_WHAT IS BEING ASKED_. Give every entry again, word for word.
-------- ITEMS
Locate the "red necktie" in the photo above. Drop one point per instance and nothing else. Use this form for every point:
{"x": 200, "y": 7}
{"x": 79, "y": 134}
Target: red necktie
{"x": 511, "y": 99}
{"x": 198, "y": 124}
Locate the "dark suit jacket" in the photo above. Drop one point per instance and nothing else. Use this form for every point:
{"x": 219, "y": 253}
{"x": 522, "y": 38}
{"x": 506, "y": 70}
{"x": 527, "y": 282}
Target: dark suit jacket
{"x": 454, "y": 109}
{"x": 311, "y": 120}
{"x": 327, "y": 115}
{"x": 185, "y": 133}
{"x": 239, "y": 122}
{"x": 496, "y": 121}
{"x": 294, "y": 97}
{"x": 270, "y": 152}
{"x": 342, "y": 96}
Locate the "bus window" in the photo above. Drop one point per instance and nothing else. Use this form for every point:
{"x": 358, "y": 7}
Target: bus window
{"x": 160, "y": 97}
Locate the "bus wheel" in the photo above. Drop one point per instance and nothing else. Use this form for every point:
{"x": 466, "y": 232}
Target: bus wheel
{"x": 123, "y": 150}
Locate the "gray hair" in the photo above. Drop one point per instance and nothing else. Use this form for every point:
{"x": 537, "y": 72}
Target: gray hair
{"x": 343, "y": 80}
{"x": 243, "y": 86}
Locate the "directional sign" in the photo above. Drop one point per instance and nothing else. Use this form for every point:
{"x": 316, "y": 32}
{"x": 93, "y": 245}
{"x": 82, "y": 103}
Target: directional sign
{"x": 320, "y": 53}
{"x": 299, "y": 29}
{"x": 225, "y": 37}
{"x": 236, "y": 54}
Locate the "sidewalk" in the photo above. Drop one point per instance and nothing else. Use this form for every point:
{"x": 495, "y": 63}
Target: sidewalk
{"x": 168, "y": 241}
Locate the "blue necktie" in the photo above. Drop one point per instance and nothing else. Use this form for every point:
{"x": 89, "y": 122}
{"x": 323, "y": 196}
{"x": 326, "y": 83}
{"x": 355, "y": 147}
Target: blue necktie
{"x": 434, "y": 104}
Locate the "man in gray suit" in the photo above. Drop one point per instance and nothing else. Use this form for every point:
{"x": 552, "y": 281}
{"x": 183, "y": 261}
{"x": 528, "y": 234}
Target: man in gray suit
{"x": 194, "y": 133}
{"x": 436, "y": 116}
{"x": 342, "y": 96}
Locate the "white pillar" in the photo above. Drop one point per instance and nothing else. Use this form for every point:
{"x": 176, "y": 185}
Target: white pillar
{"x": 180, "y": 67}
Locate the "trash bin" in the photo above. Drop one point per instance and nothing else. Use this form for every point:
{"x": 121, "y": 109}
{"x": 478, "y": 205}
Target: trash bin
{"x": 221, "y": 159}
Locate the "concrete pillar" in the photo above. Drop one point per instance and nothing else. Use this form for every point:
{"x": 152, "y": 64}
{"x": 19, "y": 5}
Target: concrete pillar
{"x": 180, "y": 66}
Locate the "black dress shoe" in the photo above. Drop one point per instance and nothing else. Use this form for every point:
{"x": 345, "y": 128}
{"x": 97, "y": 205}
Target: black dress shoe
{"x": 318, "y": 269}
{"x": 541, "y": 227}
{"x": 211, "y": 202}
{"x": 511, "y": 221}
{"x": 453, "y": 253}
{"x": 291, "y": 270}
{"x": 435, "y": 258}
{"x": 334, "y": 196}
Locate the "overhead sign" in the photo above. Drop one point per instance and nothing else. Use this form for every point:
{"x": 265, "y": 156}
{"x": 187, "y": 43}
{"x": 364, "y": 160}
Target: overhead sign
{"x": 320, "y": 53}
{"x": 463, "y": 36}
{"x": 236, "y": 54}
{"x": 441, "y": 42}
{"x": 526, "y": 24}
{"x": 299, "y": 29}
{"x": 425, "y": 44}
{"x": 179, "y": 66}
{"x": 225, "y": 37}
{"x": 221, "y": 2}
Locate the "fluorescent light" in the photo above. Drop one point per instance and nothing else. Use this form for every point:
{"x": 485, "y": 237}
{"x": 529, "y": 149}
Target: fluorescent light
----------------
_COMPLETED EXERCISE_.
Locate the "red necktie" in the photo above. Drop one point per instance and nothing else. Use this form for every point:
{"x": 200, "y": 7}
{"x": 79, "y": 134}
Target: red necktie
{"x": 511, "y": 99}
{"x": 198, "y": 124}
Locate the "dark suit jacket" in the photo above. Drop one point per instance and nothing else. Use this form for every point:
{"x": 219, "y": 253}
{"x": 522, "y": 38}
{"x": 506, "y": 70}
{"x": 527, "y": 282}
Target: dark suit jacket
{"x": 454, "y": 109}
{"x": 311, "y": 120}
{"x": 327, "y": 115}
{"x": 185, "y": 133}
{"x": 239, "y": 122}
{"x": 496, "y": 121}
{"x": 294, "y": 97}
{"x": 270, "y": 152}
{"x": 342, "y": 96}
Locate the "bus window" in the photo above. Drop one point per instance and nothing else. Use this form for every point:
{"x": 358, "y": 7}
Target: bus window
{"x": 160, "y": 97}
Locate the "bus wheel" in the photo above. Drop one point per instance and nothing else. Use this form for every point:
{"x": 466, "y": 232}
Target: bus wheel
{"x": 123, "y": 150}
Locate the "gray hair" in the photo above. Drop one point per instance and nothing else. Use this form for every point:
{"x": 537, "y": 72}
Target: gray hair
{"x": 343, "y": 80}
{"x": 243, "y": 86}
Locate the "directional sign" in the photo above. Drop one point per instance and nothing else. Use this form for every point:
{"x": 316, "y": 32}
{"x": 93, "y": 245}
{"x": 82, "y": 103}
Target: directional sign
{"x": 320, "y": 53}
{"x": 299, "y": 29}
{"x": 225, "y": 37}
{"x": 236, "y": 54}
Locate the "sidewalk" in the photo above. Drop one point per instance and nothing else. Use this form for every point:
{"x": 495, "y": 63}
Target: sidewalk
{"x": 168, "y": 241}
Locate the "blue necktie" in the photo above. Drop one point per instance and nothing else. Use this form for every point:
{"x": 89, "y": 122}
{"x": 323, "y": 196}
{"x": 326, "y": 83}
{"x": 355, "y": 147}
Target: blue necktie
{"x": 434, "y": 104}
Locate the "man in gray suit" in the photo above. Drop one point per instance and nothing else. Use this form for every point:
{"x": 552, "y": 281}
{"x": 183, "y": 261}
{"x": 528, "y": 234}
Target: man in gray suit
{"x": 194, "y": 133}
{"x": 436, "y": 116}
{"x": 342, "y": 96}
Locate the "white pillar" in the photo above. Drop one point per instance and nothing else. Use this form for every point:
{"x": 176, "y": 185}
Target: white pillar
{"x": 180, "y": 67}
Locate the "trash bin" in the photo above. Drop one point per instance and nothing else. Use this form for every point:
{"x": 121, "y": 109}
{"x": 478, "y": 205}
Target: trash bin
{"x": 221, "y": 159}
Locate the "concrete pillar" in the photo above. Drop one point per instance and nothing else. Use this form for every point:
{"x": 152, "y": 64}
{"x": 19, "y": 5}
Target: concrete pillar
{"x": 180, "y": 66}
Locate the "black dress shoe" in the photo above. Drop one point per instance and nothing else. Use this form for every point:
{"x": 345, "y": 128}
{"x": 97, "y": 205}
Target: black dress shoe
{"x": 318, "y": 269}
{"x": 541, "y": 227}
{"x": 211, "y": 202}
{"x": 511, "y": 221}
{"x": 453, "y": 253}
{"x": 291, "y": 270}
{"x": 435, "y": 258}
{"x": 334, "y": 196}
Locate the "overhead sign" in the photo above. Drop one point per instance and nothing else. Use this form for every point:
{"x": 265, "y": 156}
{"x": 187, "y": 43}
{"x": 364, "y": 160}
Target: overhead sign
{"x": 320, "y": 53}
{"x": 463, "y": 36}
{"x": 236, "y": 54}
{"x": 441, "y": 42}
{"x": 526, "y": 24}
{"x": 299, "y": 29}
{"x": 425, "y": 44}
{"x": 179, "y": 66}
{"x": 225, "y": 37}
{"x": 221, "y": 2}
Locate the "fluorescent light" in the photo above. Drop one point per instance and nothing else. Use this form for every point:
{"x": 485, "y": 237}
{"x": 529, "y": 149}
Target: fluorescent light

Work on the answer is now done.